## WORK INSTRUCTIONS:
Without including any pictures, write out the data below exactly.

Dataset records:
::::::
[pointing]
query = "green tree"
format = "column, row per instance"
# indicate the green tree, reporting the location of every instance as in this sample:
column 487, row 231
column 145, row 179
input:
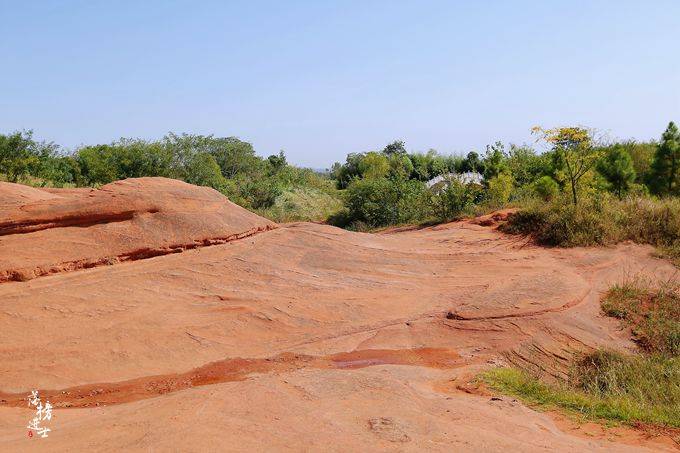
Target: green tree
column 665, row 171
column 382, row 201
column 526, row 166
column 500, row 188
column 373, row 165
column 454, row 199
column 472, row 163
column 401, row 166
column 203, row 170
column 495, row 161
column 277, row 162
column 574, row 153
column 617, row 168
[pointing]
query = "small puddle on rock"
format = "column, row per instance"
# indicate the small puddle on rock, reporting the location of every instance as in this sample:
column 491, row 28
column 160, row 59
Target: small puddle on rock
column 229, row 370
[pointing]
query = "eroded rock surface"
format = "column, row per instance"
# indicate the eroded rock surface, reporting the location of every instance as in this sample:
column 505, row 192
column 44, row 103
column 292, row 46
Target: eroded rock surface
column 302, row 337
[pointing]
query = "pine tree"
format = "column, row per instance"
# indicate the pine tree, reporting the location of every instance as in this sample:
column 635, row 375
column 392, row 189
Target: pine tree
column 665, row 172
column 617, row 168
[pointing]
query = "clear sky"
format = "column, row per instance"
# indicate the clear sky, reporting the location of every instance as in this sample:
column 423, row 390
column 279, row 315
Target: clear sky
column 320, row 79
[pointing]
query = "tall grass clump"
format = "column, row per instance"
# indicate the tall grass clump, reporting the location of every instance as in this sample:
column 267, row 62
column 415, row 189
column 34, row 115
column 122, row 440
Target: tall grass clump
column 613, row 386
column 604, row 385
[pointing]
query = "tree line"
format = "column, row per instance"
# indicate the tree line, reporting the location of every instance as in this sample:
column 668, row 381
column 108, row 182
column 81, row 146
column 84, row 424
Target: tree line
column 370, row 189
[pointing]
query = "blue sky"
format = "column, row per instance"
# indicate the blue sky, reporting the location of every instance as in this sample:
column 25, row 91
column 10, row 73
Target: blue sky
column 320, row 79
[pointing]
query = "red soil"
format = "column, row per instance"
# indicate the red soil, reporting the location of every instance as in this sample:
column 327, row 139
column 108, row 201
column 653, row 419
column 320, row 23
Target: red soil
column 198, row 326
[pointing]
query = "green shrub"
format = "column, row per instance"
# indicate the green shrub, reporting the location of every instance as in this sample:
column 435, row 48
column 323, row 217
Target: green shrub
column 304, row 204
column 602, row 220
column 652, row 312
column 604, row 385
column 499, row 189
column 381, row 201
column 456, row 199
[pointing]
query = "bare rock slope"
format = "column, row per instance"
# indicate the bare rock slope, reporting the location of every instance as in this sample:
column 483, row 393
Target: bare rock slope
column 158, row 316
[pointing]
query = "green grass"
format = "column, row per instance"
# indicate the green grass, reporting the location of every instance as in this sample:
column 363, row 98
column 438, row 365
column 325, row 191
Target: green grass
column 306, row 204
column 604, row 386
column 607, row 385
column 651, row 311
column 602, row 220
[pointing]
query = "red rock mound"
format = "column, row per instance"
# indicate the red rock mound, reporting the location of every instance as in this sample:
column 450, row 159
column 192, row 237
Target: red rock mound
column 44, row 231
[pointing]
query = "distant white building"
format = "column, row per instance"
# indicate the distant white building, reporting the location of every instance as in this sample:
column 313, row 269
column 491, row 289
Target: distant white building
column 469, row 177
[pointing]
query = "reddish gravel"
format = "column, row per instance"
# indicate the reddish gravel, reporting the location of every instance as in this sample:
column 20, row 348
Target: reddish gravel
column 158, row 316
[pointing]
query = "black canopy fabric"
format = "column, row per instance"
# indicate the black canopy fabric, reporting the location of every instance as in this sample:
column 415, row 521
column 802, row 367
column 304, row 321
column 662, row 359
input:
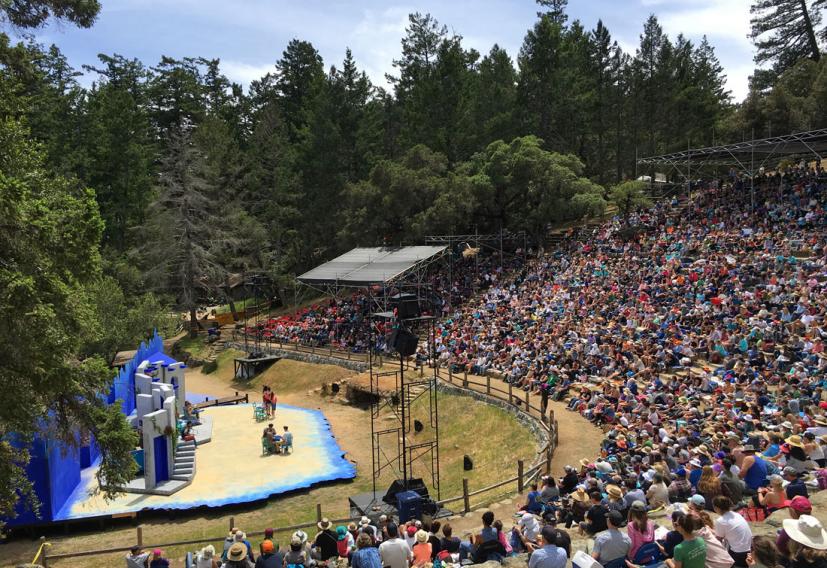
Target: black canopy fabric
::::::
## COMPLETED TASK:
[pointing]
query = "green tree"
format = "column, row per instance"
# indicate the green tree, reporting the location of every instance as in this sample:
column 487, row 231
column 145, row 179
input:
Target: green tree
column 665, row 171
column 382, row 201
column 526, row 166
column 500, row 188
column 373, row 165
column 454, row 199
column 472, row 163
column 401, row 166
column 203, row 170
column 495, row 161
column 277, row 162
column 574, row 153
column 617, row 168
[pointing]
query = "small puddle on rock"
format = "column, row per instance"
# indicate the small puddle on rock, reporting the location of every instance as in this sample:
column 491, row 28
column 160, row 59
Target: small puddle on rock
column 229, row 370
[pointing]
query = "eroded rock surface"
format = "column, row per instance"
# indicate the eroded rock surface, reporting the location of every instance as in this sample:
column 505, row 192
column 44, row 103
column 292, row 46
Target: eroded rock surface
column 302, row 337
[pointing]
query = "pine tree"
format = "column, row per instance"
# indicate the pine tree, reporting the location of every instance as in this sample:
column 635, row 375
column 392, row 189
Target: pine tree
column 665, row 172
column 617, row 168
[pointing]
query = "clear sky"
format = "column, row per instance"
# indicate the clear sky, reporting the location of every instance as in this sample:
column 423, row 390
column 279, row 315
Target: clear sky
column 320, row 79
[pointing]
query = "tall grass clump"
format = "column, row per instance"
# indicate the tall grass clump, reporting the location of every instance as in this sample:
column 267, row 62
column 415, row 189
column 34, row 115
column 122, row 440
Target: tall grass clump
column 613, row 386
column 604, row 385
[pointing]
query = "tree line"
format = "column, row per instance"
# indicate the tree line, reporting the location of every instance as in this sample:
column 668, row 381
column 108, row 182
column 81, row 146
column 84, row 424
Target: tree line
column 370, row 189
[pointing]
query = "blue sky"
format = "column, row per instance"
# indicate the blue sky, reporting the location of every instance as in this sample:
column 25, row 91
column 10, row 73
Target: blue sky
column 320, row 79
[pointing]
query = "red soil"
format = "column, row per instance"
# indicate the red soil, reporting the location of every instance as in this sample:
column 327, row 139
column 108, row 201
column 653, row 419
column 320, row 23
Target: red soil
column 198, row 326
[pointing]
query = "green shrub"
format = "column, row per instance"
# indicate the green shrub, reporting the location of every instance as in this sample:
column 435, row 48
column 323, row 217
Target: green shrub
column 304, row 204
column 602, row 220
column 652, row 312
column 604, row 385
column 499, row 189
column 381, row 201
column 456, row 199
[pointing]
query = "bare rock slope"
format = "column, row per instance"
# indicate the bare rock slope, reporting the location of every instance as in this sample:
column 483, row 393
Target: bare rock slope
column 158, row 316
[pointing]
query = "green grass"
format = "column, row per instance"
# indicate the green grass, reporting the location of every instance as in this sample:
column 363, row 98
column 438, row 365
column 325, row 191
Target: green grass
column 306, row 204
column 604, row 386
column 607, row 385
column 651, row 311
column 602, row 220
[pointing]
query = "red rock mound"
format = "column, row per instance"
# indicate the red rock mound, reporting the location of every instance as in this sample:
column 450, row 159
column 192, row 237
Target: red rock mound
column 44, row 231
[pointing]
query = "distant white building"
format = "column, row per instance"
# indicate the distant white building, reporting the location of every instance as in this sample:
column 313, row 269
column 491, row 289
Target: distant white building
column 469, row 177
[pointing]
query = "reddish gravel"
format = "column, row per instance"
# indicate the reddish gravel, reporting the location of every instance as in this sample:
column 20, row 348
Target: reddish gravel
column 158, row 316
[pointing]
query = "black canopy fabric"
format = "column, row per instance"
# indicate the black canopy fabric, reporting the location of every instance as in this sample:
column 415, row 521
column 802, row 367
column 304, row 321
column 662, row 359
input:
Target: black canopy fabric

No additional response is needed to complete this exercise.